AVAILABLE RECORDS:
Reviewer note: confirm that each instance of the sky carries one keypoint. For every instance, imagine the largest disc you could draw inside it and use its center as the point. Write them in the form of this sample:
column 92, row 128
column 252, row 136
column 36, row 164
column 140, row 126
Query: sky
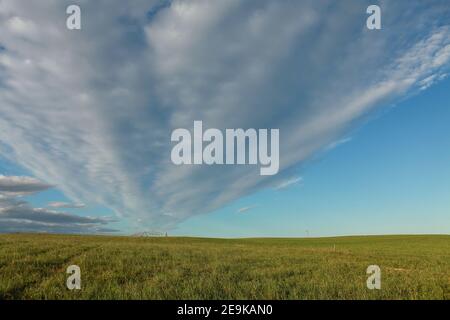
column 86, row 117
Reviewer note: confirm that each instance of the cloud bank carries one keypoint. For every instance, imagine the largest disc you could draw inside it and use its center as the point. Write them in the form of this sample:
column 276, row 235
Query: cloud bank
column 17, row 215
column 91, row 111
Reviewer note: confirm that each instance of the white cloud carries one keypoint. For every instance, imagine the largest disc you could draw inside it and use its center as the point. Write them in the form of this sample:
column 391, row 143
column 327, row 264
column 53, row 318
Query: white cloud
column 66, row 205
column 19, row 186
column 288, row 183
column 245, row 209
column 91, row 112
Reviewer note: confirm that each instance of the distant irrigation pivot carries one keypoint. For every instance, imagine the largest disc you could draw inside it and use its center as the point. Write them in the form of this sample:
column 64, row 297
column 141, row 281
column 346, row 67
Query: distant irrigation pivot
column 148, row 234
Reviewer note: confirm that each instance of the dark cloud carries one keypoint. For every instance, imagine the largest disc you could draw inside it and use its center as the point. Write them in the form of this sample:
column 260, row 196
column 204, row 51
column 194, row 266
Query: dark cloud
column 17, row 215
column 15, row 186
column 96, row 116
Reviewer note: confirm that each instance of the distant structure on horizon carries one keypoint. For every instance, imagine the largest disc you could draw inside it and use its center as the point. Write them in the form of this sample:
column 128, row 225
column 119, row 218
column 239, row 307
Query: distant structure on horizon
column 150, row 234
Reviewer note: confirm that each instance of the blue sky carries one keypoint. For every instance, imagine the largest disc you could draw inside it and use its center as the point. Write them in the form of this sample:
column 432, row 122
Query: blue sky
column 86, row 116
column 391, row 177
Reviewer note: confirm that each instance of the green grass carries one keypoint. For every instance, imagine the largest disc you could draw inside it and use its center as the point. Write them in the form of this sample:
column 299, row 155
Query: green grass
column 413, row 267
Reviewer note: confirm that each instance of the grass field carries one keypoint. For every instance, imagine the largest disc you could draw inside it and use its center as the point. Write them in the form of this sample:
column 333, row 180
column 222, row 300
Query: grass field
column 413, row 267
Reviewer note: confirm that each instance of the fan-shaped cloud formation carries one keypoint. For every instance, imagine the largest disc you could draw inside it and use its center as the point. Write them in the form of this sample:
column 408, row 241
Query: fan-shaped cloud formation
column 91, row 111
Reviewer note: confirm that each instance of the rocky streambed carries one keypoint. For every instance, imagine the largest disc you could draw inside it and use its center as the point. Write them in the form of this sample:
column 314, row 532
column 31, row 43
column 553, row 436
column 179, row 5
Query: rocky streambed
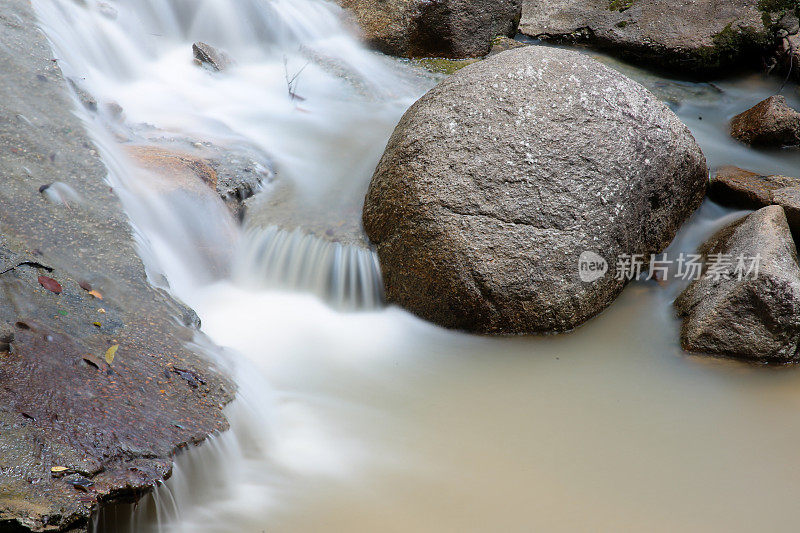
column 98, row 388
column 491, row 192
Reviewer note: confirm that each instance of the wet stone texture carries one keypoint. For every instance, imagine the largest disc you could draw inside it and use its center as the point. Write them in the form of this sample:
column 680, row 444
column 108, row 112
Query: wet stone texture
column 498, row 180
column 77, row 427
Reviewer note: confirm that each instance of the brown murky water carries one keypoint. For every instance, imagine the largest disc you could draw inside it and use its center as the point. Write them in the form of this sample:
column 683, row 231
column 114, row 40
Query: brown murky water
column 376, row 421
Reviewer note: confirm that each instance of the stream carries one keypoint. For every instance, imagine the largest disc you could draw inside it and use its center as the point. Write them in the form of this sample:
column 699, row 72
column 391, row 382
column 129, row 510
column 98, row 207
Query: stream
column 355, row 416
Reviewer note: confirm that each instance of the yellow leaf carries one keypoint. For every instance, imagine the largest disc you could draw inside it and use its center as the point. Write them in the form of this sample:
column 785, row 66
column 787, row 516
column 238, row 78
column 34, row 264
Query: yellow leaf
column 110, row 353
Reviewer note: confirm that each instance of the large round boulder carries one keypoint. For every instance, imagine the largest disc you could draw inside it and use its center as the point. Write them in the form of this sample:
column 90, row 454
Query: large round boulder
column 502, row 179
column 697, row 35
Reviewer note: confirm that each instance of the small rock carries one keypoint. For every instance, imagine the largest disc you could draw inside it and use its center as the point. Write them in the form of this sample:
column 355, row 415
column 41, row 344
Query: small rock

YOUR ASSIGNMENT: Transcribe every record above exactly, leaving out the pictures.

RESULT:
Reviewer note: confirm that each instance of the sky carries one keypoint. For every instance, imagine the largest disc you could draw inside it and use its center as the point. Write them in the form of this sample:
column 92, row 128
column 252, row 136
column 36, row 164
column 140, row 126
Query: sky
column 86, row 117
Reviewer note: confirm that each instance of the cloud bank carries one keypoint. For every instance, imagine the largest disc you could draw inside it and use its center as the point. Write them in the form of this sample:
column 276, row 235
Query: cloud bank
column 17, row 215
column 91, row 111
Reviewer note: confirm that each instance of the white cloud carries one keypoint. For every instance, imagine the largest disc you could draw inside it and use its center as the point. Write them in the form of this sample:
column 391, row 143
column 327, row 264
column 53, row 318
Query: white cloud
column 66, row 205
column 19, row 186
column 288, row 183
column 245, row 209
column 91, row 112
Reviewer note: confirm that each instance of the distant irrigation pivot carries one keypoint. For every instance, imagine the largest disc you could draw inside it and use its center as the point. Write them in the form of this sample:
column 64, row 297
column 141, row 281
column 346, row 67
Query: distant irrigation pivot
column 148, row 234
Reviewer note: confirm that each instance of the dark cloud carries one keypoint. For every instance, imagine the largest disc you could draw inside it and use its center as the point. Write them in the form of this sample:
column 260, row 196
column 204, row 51
column 194, row 266
Query: dark cloud
column 17, row 215
column 15, row 186
column 96, row 116
Reviewer note: confirm that each instance of the distant structure on horizon carries one keypoint. For every instance, imagine the largest disc you could draw inside it and use its center as the point. Write them in the form of this sample:
column 128, row 225
column 119, row 218
column 239, row 307
Query: distant structure on horizon
column 150, row 234
Reviewer note: confirm that each instance of the blue sky carries one keypoint. For every instance, imagine the largest disc you could draw inside it and use its center as the point. Write them in the form of this sample:
column 432, row 122
Query: blue sky
column 86, row 116
column 391, row 177
Reviewer note: confirm that each instance of the green grass carries one keypoint. For every instance, imagine the largest disc you could draw inside it and use its center as the point. Write them in the form of this sample:
column 299, row 155
Query: green grass
column 413, row 267
Reviewer note: confirm that each instance of the grass field carries one keypoint. For every instance, imagine the largest disc you could draw inside it and use its center as the point. Write them in the form of this sample:
column 333, row 180
column 222, row 300
Query: grass field
column 413, row 267
Reviewer note: confirm that each instance of the fan-shaped cloud formation carries one keypoint. For every instance, imagine the largest disc you could draw inside it and use its center as the point. Write them in the form of this sample:
column 408, row 241
Query: fan-shaped cloud formation
column 91, row 111
Reviewer note: confirm that each instance of the rocky streambed carries one keypoint. For every instance, imagine the largest disc you could draw inside it and use its center as the point. Write them in the form of this sample:
column 314, row 532
column 31, row 43
column 553, row 436
column 179, row 5
Query: rocky streambed
column 98, row 388
column 491, row 192
Reviewer note: confirm that each instance of the wet stone texture carries one keypoint. For every instance, imagine the largest disc you could draw inside it and use its center as the point. Write them in the form of this sample:
column 680, row 444
column 108, row 112
Query: wet stone texture
column 498, row 180
column 77, row 427
Reviewer note: confirm that each instance of the brown murky water carries one keypoint. For every instance, imagine the largest disc you could draw inside it and use its center as the point. Write them in the form of this sample:
column 683, row 231
column 114, row 40
Query: brown murky water
column 376, row 421
Reviewer note: confirm that each instance of the stream carries one keypoint. For every instance, imagine the largest disc you could draw inside it and use its center as the point. Write them in the form of this sample:
column 699, row 72
column 391, row 382
column 129, row 510
column 98, row 207
Query: stream
column 355, row 416
Reviewer note: confirm that each instance of the yellow leaf carries one keypoint. For every instance, imagine the largest disc you could draw inside it and use its center as the point. Write them in the form of this sample:
column 785, row 66
column 787, row 516
column 238, row 78
column 34, row 264
Query: yellow leaf
column 110, row 353
Reviewer note: confirm that each instance of the large round boulder carries one keypoint. For every instance, imagine the largest disc you could draw inside it and use its center as the point. Write them in the form of this sample:
column 90, row 454
Query: large round boulder
column 502, row 179
column 697, row 35
Reviewer note: confirm that each instance of the small rock carries one keypoint. For every instance, imagine the largest disc you could draw inside it and use its center as the point. Write them in the form of this sample:
column 355, row 415
column 41, row 344
Query: small rock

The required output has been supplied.